***** Items *****

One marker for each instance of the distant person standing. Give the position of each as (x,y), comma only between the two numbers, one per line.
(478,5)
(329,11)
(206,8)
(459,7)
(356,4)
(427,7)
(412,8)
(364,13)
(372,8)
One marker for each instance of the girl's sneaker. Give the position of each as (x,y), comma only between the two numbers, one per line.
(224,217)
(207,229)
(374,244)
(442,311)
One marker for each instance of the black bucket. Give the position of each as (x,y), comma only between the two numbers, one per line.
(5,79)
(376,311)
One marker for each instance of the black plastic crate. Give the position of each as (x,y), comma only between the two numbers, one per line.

*****
***** Items *****

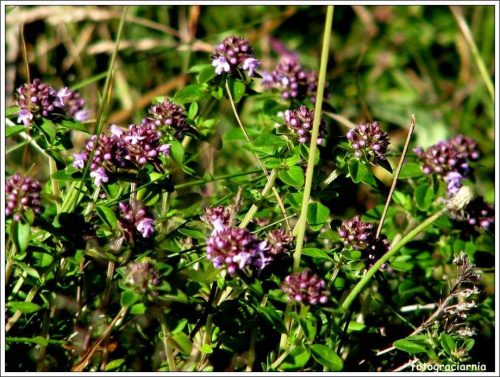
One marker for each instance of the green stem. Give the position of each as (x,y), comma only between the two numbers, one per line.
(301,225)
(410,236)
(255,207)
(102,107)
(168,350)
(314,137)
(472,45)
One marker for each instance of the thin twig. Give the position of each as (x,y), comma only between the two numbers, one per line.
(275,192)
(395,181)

*****

Set problem:
Show each line of the records above that contains the word "Give", copied in full.

Result:
One marker for each instance of the distant person standing. Give the position of each as (x,y), comma only between the two numbers, one per line.
One marker for each instance of the girl's sneaker. Give the position of each as (x,y), comma only between the two numbers, one per line.
One marker for each instance of the black bucket. Give the position of each as (x,y), comma only between the two numbers, one per line.
One marker for each instance of the black plastic crate. Give the position of each as (x,y), comma only between the two numbers, one per line.
One marker for each instance of the green stem. Give the position of each as (x,y), comma only between the two numbers, one per line.
One marker for each instance of the thin twig. Give the position of each as (x,y), comma only between the two numbers, one per line.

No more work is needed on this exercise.